(PROVIDED TEXT begins)
The investigators focused on the involvement of water molecules in HER, detailed the progress of the HER activity descriptor over the last decade, and presented their interpretation of how water molecules influence the kinetics and dynamics of HER based on their study and experience in the field.
For example, hydrogen binding energy, a widely utilized activity descriptor, can indicate alkaline HER activity after correcting for water adsorption energy. Water dissociation involved hydroxide binding, and OH− and cation adsorption were identified as HER descriptors.
Furthermore, the interfacial water is identified as a critical factor influencing pH-dependent HER activity, and it can be intentionally augmented and reoriented to increase HER kinetics drastically.
The review study was recently published in Science China Chemistry. Zidong Wei, the head of the New Energy Material Chemistry and Chemical Engineering Group, led the study and the first authors are Chao Cheng and Mingming Deng.
The team has devoted years to exploring the underlying mechanism of electrocatalysis, inventing innovative high-performance electrocatalysts, and thereby boosting the conversion efficiency between matter and energy in the new energy field, including fuel cells and water electrolysis.
(PROVIDED TEXT ends)
(DATA EXCERPTS begins)
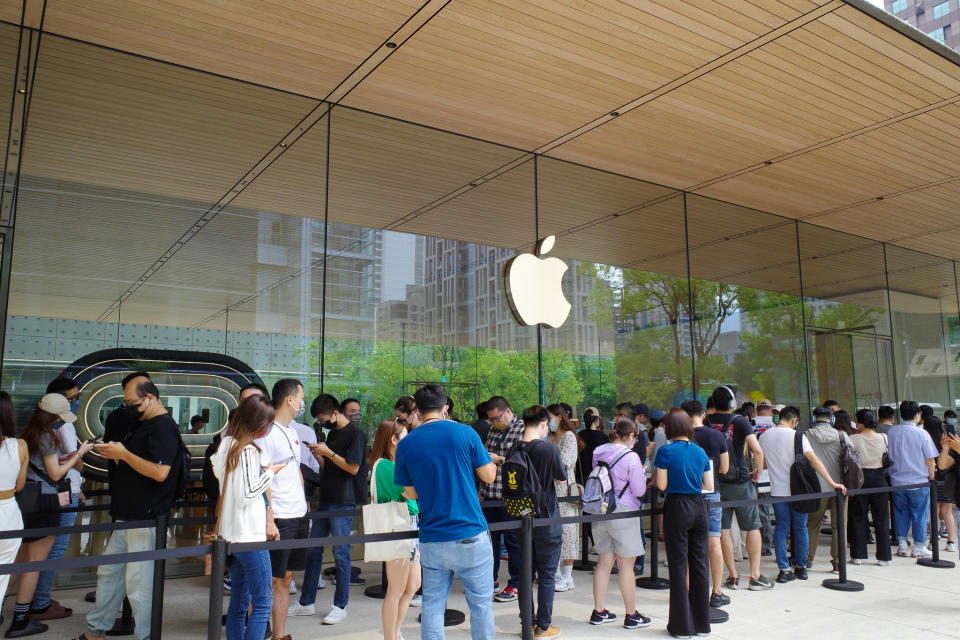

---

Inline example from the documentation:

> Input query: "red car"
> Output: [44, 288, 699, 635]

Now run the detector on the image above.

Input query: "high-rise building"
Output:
[883, 0, 960, 49]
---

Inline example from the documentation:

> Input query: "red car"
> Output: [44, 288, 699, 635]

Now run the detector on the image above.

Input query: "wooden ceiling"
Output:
[0, 0, 960, 321]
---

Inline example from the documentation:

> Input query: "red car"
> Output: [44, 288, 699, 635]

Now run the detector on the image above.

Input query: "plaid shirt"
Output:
[480, 418, 523, 500]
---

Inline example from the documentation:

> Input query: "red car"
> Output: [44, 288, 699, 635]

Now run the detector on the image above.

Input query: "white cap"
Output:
[40, 393, 77, 423]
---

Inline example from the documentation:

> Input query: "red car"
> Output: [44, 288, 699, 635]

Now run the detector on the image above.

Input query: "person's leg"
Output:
[31, 493, 80, 611]
[664, 495, 696, 636]
[420, 542, 452, 640]
[593, 552, 616, 613]
[807, 498, 829, 567]
[533, 529, 563, 630]
[456, 531, 498, 640]
[330, 506, 353, 609]
[773, 502, 791, 571]
[381, 558, 410, 640]
[300, 504, 331, 606]
[87, 529, 129, 638]
[227, 552, 248, 640]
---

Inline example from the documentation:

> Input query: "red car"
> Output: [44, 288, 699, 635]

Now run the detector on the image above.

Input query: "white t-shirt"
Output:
[256, 422, 307, 518]
[290, 420, 320, 473]
[57, 422, 81, 494]
[759, 427, 811, 496]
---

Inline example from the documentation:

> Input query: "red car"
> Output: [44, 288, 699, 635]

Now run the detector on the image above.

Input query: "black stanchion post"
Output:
[637, 487, 670, 589]
[150, 514, 171, 640]
[917, 478, 956, 569]
[207, 540, 227, 640]
[823, 489, 863, 591]
[519, 516, 533, 640]
[573, 522, 597, 571]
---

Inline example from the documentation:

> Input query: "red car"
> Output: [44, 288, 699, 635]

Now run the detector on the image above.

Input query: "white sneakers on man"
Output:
[323, 605, 347, 624]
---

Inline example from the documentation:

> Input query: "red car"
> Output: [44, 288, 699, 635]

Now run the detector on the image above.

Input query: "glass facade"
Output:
[0, 25, 960, 580]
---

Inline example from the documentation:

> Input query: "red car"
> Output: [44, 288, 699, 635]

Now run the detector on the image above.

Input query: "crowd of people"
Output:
[0, 372, 960, 640]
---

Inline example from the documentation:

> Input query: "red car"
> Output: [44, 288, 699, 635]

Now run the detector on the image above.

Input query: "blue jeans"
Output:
[773, 502, 810, 571]
[87, 520, 157, 640]
[300, 504, 353, 608]
[32, 493, 80, 609]
[420, 531, 496, 640]
[227, 550, 273, 640]
[893, 487, 930, 547]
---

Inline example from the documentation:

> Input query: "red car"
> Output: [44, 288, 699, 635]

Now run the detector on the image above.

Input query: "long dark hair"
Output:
[547, 404, 587, 451]
[20, 407, 60, 455]
[229, 394, 276, 477]
[0, 391, 17, 440]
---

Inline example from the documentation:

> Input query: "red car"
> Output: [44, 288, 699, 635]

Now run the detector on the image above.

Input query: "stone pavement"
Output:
[13, 538, 960, 640]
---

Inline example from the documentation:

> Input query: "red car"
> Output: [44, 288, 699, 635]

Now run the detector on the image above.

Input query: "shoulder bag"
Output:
[363, 458, 412, 562]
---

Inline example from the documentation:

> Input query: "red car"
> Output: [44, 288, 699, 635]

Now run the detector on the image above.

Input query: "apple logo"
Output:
[503, 236, 570, 328]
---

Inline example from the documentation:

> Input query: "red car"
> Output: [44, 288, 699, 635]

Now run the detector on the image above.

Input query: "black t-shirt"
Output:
[707, 413, 753, 483]
[508, 440, 567, 528]
[320, 424, 367, 505]
[693, 427, 727, 491]
[110, 413, 180, 520]
[577, 429, 608, 484]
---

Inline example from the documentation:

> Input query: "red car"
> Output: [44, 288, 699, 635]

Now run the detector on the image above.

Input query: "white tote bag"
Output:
[363, 458, 412, 562]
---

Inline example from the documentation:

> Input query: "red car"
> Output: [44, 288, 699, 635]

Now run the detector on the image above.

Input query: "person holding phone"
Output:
[210, 395, 290, 640]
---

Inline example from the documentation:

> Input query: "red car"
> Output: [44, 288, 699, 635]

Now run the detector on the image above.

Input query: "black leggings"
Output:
[847, 469, 891, 560]
[654, 493, 710, 636]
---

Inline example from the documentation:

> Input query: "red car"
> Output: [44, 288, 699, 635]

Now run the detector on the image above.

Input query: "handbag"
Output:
[363, 458, 412, 562]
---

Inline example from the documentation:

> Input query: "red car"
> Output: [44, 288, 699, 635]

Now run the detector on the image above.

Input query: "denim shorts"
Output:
[704, 493, 723, 538]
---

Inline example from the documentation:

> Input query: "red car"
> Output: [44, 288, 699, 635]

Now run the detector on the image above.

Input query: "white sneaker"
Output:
[910, 547, 933, 558]
[287, 600, 317, 616]
[323, 605, 347, 624]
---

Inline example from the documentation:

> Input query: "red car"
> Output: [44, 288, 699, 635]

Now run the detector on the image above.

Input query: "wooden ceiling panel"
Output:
[22, 35, 316, 205]
[44, 0, 422, 98]
[346, 0, 812, 149]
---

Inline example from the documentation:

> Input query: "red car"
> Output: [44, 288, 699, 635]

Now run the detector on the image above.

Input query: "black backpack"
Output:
[790, 432, 820, 513]
[502, 440, 547, 518]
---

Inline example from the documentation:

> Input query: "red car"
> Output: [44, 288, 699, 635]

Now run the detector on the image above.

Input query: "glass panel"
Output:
[687, 195, 808, 408]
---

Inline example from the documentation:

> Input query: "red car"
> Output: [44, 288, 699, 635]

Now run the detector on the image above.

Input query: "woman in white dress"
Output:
[547, 404, 585, 591]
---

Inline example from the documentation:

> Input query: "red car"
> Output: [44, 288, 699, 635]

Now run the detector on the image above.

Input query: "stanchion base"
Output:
[637, 577, 670, 591]
[363, 584, 387, 600]
[106, 618, 135, 636]
[417, 609, 467, 627]
[917, 558, 957, 569]
[710, 607, 730, 624]
[823, 578, 863, 591]
[573, 560, 597, 571]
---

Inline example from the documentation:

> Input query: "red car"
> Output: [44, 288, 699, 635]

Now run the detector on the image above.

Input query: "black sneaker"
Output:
[590, 609, 617, 624]
[710, 593, 730, 609]
[777, 569, 797, 584]
[623, 611, 650, 629]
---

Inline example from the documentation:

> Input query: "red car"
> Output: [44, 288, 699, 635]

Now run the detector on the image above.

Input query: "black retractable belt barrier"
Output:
[518, 516, 533, 640]
[823, 489, 863, 591]
[150, 514, 170, 640]
[207, 538, 227, 640]
[637, 486, 670, 589]
[917, 478, 956, 569]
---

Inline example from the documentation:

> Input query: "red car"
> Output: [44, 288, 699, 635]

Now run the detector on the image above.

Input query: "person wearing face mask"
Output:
[290, 393, 367, 624]
[81, 373, 181, 640]
[254, 378, 310, 638]
[30, 377, 83, 620]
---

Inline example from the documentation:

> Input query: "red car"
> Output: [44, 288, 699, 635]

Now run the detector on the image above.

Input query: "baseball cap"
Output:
[40, 393, 77, 423]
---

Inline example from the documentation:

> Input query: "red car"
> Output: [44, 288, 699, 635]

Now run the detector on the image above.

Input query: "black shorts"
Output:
[270, 517, 310, 578]
[23, 493, 60, 543]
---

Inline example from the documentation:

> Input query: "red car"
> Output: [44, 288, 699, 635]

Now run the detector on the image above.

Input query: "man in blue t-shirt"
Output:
[394, 384, 497, 640]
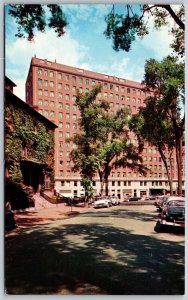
(DATA EXCERPTS ends)
• CHECK YOUR UNDERSTANDING:
**a.** Copy everything in the article on water molecules in HER from "For example, hydrogen" down to "HER kinetics drastically.".
**b.** Carry on the article about the water molecules in HER review, starting after its final sentence.

• YOUR WRITTEN ANSWERS:
**a.**
For example, hydrogen binding energy, a widely utilized activity descriptor, can indicate alkaline HER activity after correcting for water adsorption energy. Water dissociation involved hydroxide binding, and OH− and cation adsorption were identified as HER descriptors.
Furthermore, the interfacial water is identified as a critical factor influencing pH-dependent HER activity, and it can be intentionally augmented and reoriented to increase HER kinetics drastically.

**b.**
“Water molecules are the few molecules that can enter the depth of the electrode/electrolyte interface because of a strong interaction between the charged electrode and water dipole. In neutral and alkaline solutions, water acts as a reactant to supply the source of hydrogen evolution. The continuous HER will be suppressed if water is weakly adsorbed on the catalyst surface and not provided timely,” added the investigators.
Interfacial water configuration and dynamic process are of high importance in determining the HER performance of catalysts. On the basis of our previous studies, we concluded that the electric field at the electrode/solution interface can regulate the enrichment, reorientation, and activation dissociation of interfacial water, thereby promoting the coupling of the elementary steps of HER and improving its reaction dynamics in the high polarization region, and this coupling mechanism is also universal.
Zidong Wei, Head, New Energy Material Chemistry and Chemical Engineering Group, Chongqing University
Cheng, C. et al. (2022) The contribution of water molecules to the hydrogen evolution reaction. Science China Chemistry. doi.org/10.1007/s11426-022-1371-x.